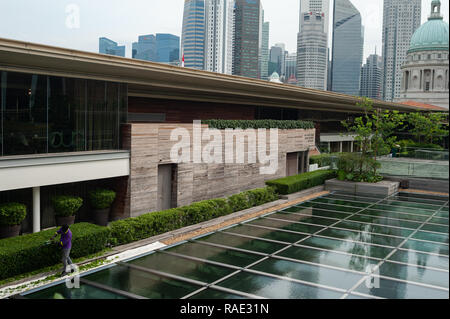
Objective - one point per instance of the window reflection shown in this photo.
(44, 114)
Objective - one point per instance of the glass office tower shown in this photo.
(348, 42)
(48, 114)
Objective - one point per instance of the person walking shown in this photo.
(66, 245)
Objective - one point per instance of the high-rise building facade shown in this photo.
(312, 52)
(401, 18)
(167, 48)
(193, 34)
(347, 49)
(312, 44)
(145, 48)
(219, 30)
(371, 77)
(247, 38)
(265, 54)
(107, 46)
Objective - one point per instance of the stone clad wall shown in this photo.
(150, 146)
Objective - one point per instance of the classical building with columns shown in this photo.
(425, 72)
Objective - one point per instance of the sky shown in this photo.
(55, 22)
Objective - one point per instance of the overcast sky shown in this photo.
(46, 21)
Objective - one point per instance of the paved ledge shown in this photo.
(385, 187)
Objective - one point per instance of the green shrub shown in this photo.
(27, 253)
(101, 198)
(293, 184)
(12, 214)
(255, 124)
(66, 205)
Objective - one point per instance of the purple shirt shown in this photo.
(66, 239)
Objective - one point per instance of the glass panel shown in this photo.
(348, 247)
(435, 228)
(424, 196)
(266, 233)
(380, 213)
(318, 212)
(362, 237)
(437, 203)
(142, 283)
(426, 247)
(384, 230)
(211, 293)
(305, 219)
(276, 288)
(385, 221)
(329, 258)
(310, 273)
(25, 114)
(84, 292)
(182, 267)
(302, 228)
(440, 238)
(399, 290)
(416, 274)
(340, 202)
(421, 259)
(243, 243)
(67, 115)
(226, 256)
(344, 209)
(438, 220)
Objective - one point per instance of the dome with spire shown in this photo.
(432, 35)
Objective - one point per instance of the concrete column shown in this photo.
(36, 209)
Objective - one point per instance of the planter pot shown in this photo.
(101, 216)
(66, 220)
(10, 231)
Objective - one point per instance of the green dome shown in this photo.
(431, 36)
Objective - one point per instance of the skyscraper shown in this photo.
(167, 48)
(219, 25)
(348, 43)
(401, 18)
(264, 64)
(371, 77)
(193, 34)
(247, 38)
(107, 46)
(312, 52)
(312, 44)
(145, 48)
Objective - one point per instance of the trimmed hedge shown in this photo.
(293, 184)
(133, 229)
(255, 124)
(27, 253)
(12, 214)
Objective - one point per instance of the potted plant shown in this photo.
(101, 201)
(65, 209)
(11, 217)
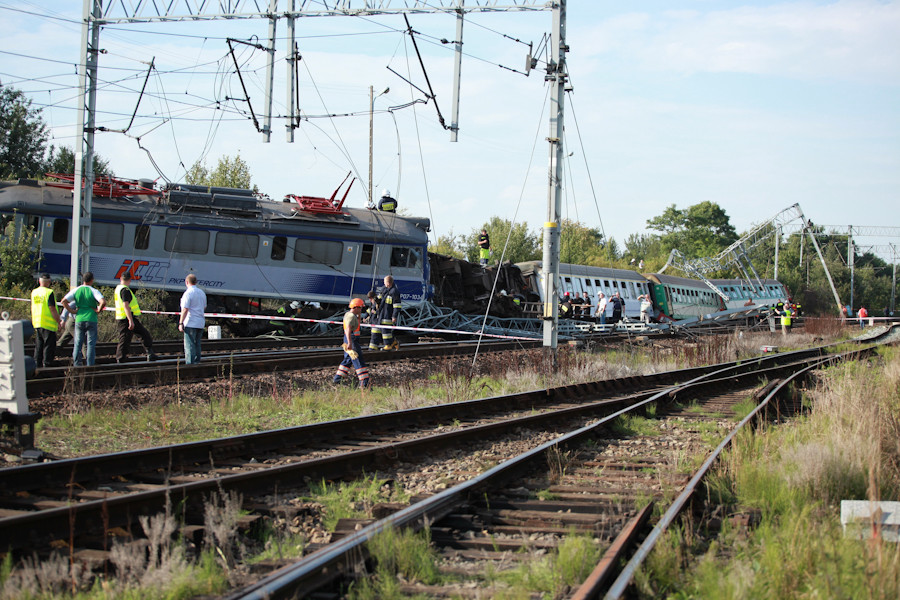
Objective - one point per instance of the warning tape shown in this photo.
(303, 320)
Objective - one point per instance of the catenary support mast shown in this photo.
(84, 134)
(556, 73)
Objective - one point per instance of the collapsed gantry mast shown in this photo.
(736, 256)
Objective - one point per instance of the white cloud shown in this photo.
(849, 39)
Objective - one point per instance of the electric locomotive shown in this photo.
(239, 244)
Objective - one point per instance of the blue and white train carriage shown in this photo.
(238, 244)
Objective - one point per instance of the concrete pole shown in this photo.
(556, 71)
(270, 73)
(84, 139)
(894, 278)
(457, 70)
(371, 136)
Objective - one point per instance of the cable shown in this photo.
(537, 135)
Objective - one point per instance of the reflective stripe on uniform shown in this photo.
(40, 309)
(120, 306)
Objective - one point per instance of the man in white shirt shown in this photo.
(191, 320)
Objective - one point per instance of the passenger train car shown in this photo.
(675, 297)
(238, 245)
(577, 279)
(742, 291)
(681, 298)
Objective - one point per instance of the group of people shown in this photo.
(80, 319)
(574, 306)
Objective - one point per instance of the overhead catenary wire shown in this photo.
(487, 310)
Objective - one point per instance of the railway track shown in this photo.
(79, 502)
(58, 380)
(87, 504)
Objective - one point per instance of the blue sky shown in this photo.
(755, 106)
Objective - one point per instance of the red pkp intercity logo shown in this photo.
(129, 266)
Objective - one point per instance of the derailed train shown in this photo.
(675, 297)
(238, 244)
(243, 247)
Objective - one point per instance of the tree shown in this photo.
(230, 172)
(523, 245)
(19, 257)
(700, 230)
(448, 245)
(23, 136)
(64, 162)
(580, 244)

^^^^^^^^^^^^^^^^

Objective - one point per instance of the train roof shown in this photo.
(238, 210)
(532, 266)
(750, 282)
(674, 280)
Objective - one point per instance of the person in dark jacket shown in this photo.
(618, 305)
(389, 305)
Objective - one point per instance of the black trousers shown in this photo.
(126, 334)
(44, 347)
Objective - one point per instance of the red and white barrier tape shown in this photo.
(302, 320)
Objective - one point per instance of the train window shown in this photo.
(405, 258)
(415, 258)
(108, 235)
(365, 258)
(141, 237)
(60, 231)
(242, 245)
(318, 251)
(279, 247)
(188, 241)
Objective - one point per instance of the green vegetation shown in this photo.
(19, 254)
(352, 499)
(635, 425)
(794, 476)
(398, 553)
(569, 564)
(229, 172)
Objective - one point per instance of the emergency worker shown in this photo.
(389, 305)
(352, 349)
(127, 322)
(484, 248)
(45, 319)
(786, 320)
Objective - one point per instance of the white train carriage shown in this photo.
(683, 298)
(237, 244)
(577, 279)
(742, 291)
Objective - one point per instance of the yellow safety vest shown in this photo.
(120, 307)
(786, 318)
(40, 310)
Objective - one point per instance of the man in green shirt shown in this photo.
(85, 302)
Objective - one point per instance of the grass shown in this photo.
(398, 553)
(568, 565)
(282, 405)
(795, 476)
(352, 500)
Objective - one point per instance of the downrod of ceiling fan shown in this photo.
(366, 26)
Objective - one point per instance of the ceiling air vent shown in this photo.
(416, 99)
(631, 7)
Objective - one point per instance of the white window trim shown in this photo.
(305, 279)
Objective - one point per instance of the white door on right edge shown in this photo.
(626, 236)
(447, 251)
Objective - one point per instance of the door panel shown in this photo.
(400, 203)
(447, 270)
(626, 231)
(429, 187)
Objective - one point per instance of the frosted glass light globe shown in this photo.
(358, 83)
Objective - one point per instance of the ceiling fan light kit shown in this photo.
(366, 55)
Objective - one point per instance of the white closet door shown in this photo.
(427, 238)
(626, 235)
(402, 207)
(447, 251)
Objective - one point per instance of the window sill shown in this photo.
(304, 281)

^^^^^^^^^^^^^^^^

Requirement: Please locate every line of the material above that contains the string "tape", treating uppercase and lowercase as different, and copy each of those lines in full.

Final answer:
Objective - one point per instance of the warning tape shown in this photo.
Objective - one point per instance of the red and white barrier tape shown in this photo.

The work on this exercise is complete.